Texte source:
+ + + +

I. Le Christ, vrai Dieu et vrai homme

Jésus est le verbe de Dieu fait homme (cf. Jn 1,14). Il est alors à la fois Dieu et homme. Dans les Écritures et dans l’Évangile en particulier, le Christ est présenté tantôt dans sa puissance divine, tantôt dans la faiblesse de sa nature humaine. Selon l’enseignement de l’Église, sont unies en la seule personne de Jésus, les deux natures divine et humaine. L’unité du Christ ainsi affirmée permet de résoudre de nombreux problèmes christologiques.

A. Des aspects de l’humanité de Jésus

1. Le Christ dans son agonie

Avant d’entrer dans sa passion, Jésus a connu des moments d’angoisse et de tristesse qui révèlent son humanité.

A Gethsémani, sentant l’imminence de sa mort, Jésus a déclaré : « Mon âme est triste à en mourir » Mc 14 ; 34. Il n’a pu s’empêcher aussi, vue la souffrance qui l’attendait, de prier en demandant au Père si cette coupe pouvait s’éloigner de lui (Mc 14 ; 36 ; Mt 26,42 ; Lc 22,42). Ces passages montrent jusqu’à quel point, le Christ a éprouvé comme tout homme, des sentiments de tristesse et d’angoisse. Ce fut pour lui des moments d’hésitation et d’angoisse devant la souffrance et la mort. Il a connu dans son agonie les moments les plus sombres et difficiles de sa vie terrestre. Ce fut pour lui des moments d’hésitation et de tensions car il se trouvait devant ce choix à faire : souffrir et mourir pour réaliser la volonté du Père ou éviter cette coupe. Le Christ a quelque peu, hésité quant à la réalisation de sa mission et ce, devant cette souffrance qui l’attendait. Mais s’étant soumis à la volonté du Père, il a accepté d’aller jusqu’au bout.

+ + + +

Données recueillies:
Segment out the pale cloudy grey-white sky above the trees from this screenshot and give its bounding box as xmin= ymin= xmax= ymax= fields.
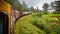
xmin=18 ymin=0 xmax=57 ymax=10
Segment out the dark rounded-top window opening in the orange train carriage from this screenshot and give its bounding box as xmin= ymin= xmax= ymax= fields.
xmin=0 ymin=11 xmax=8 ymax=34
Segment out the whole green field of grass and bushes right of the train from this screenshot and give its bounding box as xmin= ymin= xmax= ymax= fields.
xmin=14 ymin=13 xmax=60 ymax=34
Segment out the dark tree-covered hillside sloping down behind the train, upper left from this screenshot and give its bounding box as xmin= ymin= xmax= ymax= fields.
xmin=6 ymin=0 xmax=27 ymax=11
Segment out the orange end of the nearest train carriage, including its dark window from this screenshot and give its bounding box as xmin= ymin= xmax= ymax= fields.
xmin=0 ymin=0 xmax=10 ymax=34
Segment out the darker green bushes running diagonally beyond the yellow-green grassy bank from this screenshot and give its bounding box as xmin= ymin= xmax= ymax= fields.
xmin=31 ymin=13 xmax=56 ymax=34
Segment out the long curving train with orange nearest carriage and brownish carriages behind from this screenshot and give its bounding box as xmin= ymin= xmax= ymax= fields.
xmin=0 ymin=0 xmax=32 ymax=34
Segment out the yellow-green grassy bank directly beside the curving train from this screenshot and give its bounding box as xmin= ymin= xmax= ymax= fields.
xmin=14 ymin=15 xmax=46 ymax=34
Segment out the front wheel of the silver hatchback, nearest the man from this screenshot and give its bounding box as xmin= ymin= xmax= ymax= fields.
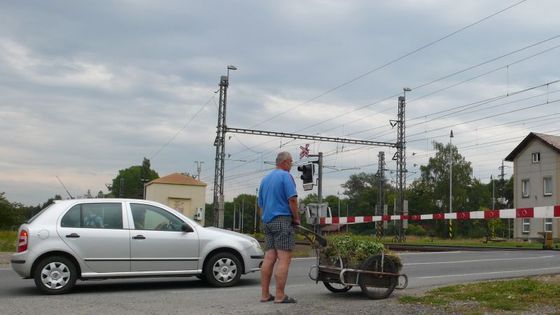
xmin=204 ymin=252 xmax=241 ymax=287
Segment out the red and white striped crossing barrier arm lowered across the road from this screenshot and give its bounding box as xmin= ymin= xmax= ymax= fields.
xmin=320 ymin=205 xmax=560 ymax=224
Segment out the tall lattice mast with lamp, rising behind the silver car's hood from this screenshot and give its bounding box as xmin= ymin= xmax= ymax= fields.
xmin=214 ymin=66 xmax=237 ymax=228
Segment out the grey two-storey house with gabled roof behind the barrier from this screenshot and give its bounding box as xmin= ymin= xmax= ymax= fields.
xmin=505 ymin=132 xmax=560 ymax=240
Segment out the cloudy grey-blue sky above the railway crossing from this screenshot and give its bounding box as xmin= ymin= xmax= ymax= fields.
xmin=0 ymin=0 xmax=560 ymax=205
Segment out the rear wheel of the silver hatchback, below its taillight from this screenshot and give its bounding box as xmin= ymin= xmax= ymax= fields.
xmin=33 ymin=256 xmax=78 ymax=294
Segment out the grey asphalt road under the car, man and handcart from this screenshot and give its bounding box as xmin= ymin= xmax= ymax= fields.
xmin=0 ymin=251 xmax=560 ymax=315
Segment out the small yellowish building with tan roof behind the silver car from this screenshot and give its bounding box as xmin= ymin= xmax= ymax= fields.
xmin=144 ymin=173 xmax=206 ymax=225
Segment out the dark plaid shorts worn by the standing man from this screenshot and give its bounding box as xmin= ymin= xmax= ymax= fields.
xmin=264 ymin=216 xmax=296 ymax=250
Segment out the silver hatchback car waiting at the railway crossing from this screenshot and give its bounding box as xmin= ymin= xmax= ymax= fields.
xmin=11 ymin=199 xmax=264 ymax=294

+ + + +

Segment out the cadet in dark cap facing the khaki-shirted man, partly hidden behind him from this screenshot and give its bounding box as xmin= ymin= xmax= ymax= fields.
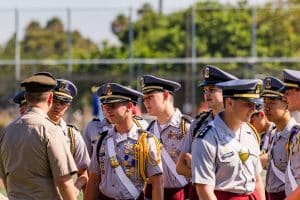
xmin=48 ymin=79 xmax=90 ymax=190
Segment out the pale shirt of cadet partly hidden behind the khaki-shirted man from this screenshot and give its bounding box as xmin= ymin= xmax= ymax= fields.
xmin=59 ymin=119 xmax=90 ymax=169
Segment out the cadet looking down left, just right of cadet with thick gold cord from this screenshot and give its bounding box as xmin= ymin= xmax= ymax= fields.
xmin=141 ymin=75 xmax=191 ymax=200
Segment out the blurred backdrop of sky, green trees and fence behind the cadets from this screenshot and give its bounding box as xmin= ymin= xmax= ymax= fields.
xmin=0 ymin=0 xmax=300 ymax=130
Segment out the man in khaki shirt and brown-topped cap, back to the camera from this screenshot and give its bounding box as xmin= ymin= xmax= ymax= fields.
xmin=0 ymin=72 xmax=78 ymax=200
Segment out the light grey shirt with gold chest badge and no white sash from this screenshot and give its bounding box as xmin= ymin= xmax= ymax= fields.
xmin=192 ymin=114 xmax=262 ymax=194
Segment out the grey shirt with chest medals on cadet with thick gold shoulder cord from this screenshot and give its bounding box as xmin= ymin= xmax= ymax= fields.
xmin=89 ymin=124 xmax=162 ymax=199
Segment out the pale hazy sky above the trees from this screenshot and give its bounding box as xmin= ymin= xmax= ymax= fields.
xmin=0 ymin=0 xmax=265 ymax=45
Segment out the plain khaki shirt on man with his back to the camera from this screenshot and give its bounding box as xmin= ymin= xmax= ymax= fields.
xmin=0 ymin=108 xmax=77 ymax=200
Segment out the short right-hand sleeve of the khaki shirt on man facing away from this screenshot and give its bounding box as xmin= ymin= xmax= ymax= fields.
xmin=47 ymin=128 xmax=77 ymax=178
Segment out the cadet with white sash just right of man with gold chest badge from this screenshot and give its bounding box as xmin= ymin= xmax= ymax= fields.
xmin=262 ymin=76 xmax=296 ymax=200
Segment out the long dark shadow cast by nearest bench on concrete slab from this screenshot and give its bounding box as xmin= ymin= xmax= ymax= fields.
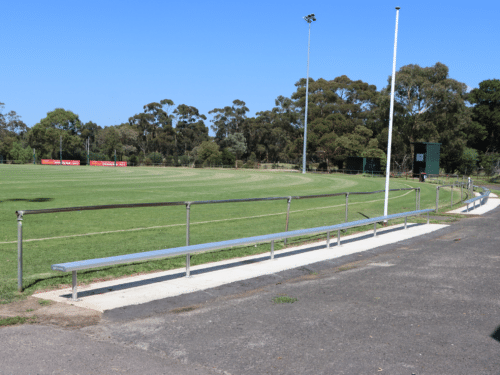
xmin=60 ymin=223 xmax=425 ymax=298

+ + + +

Exercices proposés:
- a) Recopiez à l'identique le passage de l'extrait sur le Christ qui commence aux mots « I. Le Christ, vrai » et s'achève après les mots « nombreux problèmes christologiques. ».
- b) Résumez en deux phrases l'extrait sur le Christ.
- c) Prolongez l'extrait sur le Christ au-delà de sa dernière phrase.
Les données de cette liste proviennent d'une source distincte de celle du texte.

Réponses par consigne:
- a)
I. Le Christ, vrai Dieu et vrai homme

Jésus est le verbe de Dieu fait homme (cf. Jn 1,14). Il est alors à la fois Dieu et homme. Dans les Écritures et dans l’Évangile en particulier, le Christ est présenté tantôt dans sa puissance divine, tantôt dans la faiblesse de sa nature humaine. Selon l’enseignement de l’Église, sont unies en la seule personne de Jésus, les deux natures divine et humaine. L’unité du Christ ainsi affirmée permet de résoudre de nombreux problèmes christologiques.

- b) Selon l'enseignement de l'Église, Jésus, Verbe de Dieu fait homme, unit en sa seule personne la nature divine et la nature humaine. À Gethsémani, son agonie révèle son humanité par la tristesse, l'angoisse et l'hésitation devant la souffrance et la mort, mais, soumis à la volonté du Père, il accepte d'aller jusqu'au bout.

- c)
2. Une connaissance limitée

Dans les évangiles, des passages montrent bien que la personne de Jésus ne connaissait pas tout. Ils mettent ainsi une nuance à la théologie des penseurs de la Salamanque au XVIIème siècle. Ces théologiens qui ont mal interprété l’expression « parfait en humanité » utilisée par le concile de Chalcédoine (451) pour parler de l’humanité du Christ, lui attribuait toutes les perfections humaines possibles dans le domaine du savoir. Cette vision des choses n’est pas proche de l’Évangile.

En Luc 2, 46 par exemple, Jésus pose des questions aux maitres de la loi, signe qu’il ne connait pas tout mais cherche plutôt à apprendre des autres. En plus de cela, Jésus s’étonne devant certaines situations : il s’étonne de l’incrédulité des habitants de Nazareth (Mc 6,6) et aussi de la foi du centurion à Capharnaüm (Mt 3,10). Cette attitude d’étonnement est une preuve que le Christ n’avait pas une connaissance illimitée car l’étonnement implique la découverte d’une nouvelle réalité à laquelle on ne s’attendait pas. Le Christ en tant qu’homme a eu donc une connaissance limitée et progressivement acquise. C’est à cela que l’évangéliste Luc fait allusion quand il déclare que Jésus était en contact avec les hommes et les réalités de son milieu, parce qu’il s’efforçait d’acquérir de nouvelles connaissances.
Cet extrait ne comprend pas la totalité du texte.